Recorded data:
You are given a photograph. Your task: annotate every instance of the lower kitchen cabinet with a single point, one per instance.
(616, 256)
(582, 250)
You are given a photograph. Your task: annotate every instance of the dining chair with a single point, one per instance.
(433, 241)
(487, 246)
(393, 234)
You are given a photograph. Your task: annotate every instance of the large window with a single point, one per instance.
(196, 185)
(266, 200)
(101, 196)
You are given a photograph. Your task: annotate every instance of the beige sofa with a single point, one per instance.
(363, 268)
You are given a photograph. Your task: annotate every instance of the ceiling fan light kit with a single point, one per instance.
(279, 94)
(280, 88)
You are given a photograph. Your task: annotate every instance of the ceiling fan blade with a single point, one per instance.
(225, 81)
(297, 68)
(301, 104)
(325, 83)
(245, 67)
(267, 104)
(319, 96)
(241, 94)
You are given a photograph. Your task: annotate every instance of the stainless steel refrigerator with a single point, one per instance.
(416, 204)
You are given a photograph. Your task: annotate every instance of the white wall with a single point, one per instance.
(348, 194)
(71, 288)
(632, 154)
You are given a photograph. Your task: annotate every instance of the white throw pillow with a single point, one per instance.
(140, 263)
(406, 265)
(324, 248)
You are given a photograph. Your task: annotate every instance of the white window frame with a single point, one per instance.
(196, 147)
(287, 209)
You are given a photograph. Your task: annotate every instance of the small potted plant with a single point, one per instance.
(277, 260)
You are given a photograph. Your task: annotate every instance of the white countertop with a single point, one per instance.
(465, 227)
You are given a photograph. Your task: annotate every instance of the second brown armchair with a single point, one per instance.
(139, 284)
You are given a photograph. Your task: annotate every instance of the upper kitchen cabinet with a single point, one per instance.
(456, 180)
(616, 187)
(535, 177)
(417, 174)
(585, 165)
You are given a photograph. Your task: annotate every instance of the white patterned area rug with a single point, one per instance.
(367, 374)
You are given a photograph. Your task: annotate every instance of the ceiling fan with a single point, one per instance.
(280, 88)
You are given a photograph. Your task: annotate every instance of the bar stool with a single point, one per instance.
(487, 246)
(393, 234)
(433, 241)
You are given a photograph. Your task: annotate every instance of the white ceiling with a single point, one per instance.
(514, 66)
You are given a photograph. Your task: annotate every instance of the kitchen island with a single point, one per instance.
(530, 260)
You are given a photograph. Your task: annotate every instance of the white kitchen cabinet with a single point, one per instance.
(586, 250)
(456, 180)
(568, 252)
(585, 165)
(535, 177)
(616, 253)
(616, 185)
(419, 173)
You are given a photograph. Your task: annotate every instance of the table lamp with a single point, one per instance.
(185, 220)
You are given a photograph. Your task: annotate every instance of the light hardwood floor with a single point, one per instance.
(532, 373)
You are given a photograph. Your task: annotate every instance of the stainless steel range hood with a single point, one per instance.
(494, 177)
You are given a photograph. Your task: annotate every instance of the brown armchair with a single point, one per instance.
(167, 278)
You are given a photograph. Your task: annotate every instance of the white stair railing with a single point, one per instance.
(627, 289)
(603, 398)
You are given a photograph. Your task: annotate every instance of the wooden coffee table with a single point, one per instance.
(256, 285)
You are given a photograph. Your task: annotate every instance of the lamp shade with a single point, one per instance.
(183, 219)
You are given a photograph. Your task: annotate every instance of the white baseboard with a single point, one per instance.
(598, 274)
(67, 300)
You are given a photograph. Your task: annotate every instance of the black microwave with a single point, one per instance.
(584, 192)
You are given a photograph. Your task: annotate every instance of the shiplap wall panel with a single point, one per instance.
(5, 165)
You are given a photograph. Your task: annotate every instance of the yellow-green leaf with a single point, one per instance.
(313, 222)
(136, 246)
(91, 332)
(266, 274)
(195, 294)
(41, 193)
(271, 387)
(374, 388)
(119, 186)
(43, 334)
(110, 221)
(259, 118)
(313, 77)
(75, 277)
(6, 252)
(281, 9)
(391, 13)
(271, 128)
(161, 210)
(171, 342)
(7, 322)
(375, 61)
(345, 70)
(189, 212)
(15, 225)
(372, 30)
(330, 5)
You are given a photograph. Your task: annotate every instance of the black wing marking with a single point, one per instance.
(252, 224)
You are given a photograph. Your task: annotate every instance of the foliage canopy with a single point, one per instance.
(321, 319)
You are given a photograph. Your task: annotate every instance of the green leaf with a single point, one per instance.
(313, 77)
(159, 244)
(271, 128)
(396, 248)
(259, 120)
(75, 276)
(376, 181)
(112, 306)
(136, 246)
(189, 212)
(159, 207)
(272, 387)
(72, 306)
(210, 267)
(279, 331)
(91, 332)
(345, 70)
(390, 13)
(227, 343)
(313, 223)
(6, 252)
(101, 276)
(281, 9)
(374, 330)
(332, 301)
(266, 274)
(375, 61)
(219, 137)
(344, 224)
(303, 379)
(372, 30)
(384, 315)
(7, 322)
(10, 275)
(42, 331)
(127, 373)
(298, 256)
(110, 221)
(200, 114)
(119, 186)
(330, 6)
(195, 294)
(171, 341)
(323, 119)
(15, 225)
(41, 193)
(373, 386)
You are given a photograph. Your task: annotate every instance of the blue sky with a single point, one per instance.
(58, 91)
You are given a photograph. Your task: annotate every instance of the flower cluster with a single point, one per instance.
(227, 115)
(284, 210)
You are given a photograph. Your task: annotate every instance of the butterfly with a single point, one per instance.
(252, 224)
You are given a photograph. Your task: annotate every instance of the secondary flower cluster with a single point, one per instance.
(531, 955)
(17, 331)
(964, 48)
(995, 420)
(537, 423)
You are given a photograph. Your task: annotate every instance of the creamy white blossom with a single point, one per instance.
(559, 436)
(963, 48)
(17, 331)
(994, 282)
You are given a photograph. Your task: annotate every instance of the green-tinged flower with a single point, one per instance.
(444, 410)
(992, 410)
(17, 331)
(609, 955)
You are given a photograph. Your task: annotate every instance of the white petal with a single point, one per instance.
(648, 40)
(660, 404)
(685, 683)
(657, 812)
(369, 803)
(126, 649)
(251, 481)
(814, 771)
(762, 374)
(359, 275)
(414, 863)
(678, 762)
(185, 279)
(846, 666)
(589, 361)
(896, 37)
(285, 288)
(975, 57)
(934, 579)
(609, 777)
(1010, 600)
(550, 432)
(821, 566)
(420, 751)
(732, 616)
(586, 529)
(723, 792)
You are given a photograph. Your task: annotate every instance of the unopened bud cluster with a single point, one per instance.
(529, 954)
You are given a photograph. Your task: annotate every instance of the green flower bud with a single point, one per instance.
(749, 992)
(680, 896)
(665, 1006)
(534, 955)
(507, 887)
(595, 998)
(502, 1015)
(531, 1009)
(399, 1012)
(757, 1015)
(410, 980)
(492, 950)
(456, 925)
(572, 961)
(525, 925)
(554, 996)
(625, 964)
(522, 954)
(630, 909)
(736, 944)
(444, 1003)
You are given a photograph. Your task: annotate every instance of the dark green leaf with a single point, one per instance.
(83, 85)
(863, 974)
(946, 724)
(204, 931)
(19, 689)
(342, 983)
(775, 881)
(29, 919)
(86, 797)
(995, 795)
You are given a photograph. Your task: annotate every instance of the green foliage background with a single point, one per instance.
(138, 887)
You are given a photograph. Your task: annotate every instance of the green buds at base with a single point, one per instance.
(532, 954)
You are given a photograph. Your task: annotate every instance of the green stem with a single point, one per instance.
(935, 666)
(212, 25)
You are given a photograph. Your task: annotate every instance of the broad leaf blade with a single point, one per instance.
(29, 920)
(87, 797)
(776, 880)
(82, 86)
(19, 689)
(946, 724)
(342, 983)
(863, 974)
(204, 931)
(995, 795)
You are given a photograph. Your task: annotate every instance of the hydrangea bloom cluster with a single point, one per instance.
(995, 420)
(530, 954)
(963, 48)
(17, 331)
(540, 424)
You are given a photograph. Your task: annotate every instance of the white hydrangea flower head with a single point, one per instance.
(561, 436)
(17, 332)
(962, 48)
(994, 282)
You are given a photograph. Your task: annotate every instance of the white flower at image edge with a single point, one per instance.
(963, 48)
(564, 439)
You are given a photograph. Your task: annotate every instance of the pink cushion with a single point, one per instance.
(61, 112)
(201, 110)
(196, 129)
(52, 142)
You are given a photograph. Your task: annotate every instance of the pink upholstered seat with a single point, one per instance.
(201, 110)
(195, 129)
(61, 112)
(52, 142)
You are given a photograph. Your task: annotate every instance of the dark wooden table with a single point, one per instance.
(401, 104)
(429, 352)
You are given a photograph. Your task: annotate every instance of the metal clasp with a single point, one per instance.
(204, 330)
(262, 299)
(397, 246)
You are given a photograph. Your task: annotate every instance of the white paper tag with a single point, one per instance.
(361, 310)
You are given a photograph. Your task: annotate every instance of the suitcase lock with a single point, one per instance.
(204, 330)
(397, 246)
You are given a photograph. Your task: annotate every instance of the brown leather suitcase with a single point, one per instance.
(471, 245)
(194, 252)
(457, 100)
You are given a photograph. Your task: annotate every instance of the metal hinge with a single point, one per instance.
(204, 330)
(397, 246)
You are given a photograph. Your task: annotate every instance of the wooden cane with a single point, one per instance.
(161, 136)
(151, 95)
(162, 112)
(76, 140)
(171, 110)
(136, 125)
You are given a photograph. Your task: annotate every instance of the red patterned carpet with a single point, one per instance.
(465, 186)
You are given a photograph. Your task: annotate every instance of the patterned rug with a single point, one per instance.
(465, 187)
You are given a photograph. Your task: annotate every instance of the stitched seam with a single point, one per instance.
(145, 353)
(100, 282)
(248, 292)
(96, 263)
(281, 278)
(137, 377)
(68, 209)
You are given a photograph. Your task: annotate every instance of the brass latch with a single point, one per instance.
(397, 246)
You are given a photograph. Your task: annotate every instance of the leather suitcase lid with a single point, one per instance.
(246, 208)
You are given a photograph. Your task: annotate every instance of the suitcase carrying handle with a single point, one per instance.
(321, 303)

§ Problem to solve
Output the line holding "tag with a single point, one per instance.", then every later line through the end of the records above, exactly as given and nothing else.

§ Response to this task
You are given a photograph. Your task: annotate every instance of the white paper tag with a single point, one per instance.
(361, 310)
You are given a photograph. Your task: annotate every instance of the suitcase lock with a single point, one per instance.
(204, 330)
(397, 246)
You are given a photograph. Your task: annotate every instance of the brown leather suitcase with a single point, one per instance.
(471, 245)
(194, 252)
(457, 100)
You are given a photograph. Your task: annotate every instance of the metal hinge with a single point, one per instance.
(204, 330)
(397, 246)
You are given a photograph. Your task: annotate every instance of the wooden cane with a single point, one per instance.
(161, 136)
(151, 95)
(162, 112)
(76, 140)
(171, 110)
(136, 125)
You are given a photograph. Your task: annotate every instance of the red patterned carpet with a single point, one per instance.
(465, 186)
You are given a photograph. Your task: annotate every instance of the patterned rug with a single point, one per instance.
(465, 187)
You are given a photograph. Your task: annotate every instance of the stitched seam with a single point, one per instance.
(145, 353)
(100, 282)
(248, 292)
(96, 263)
(281, 278)
(137, 377)
(68, 209)
You are given a photograph. Your task: annotate every instance of the brass latch with a single point, one per instance.
(397, 246)
You are given a photograph. Your task: annotate every instance of the leather suitcase lid with a single point, one per instance.
(246, 208)
You are given a photograph. Your task: annotate every instance of the suitcase carrying handle with a single point, one per instance.
(321, 303)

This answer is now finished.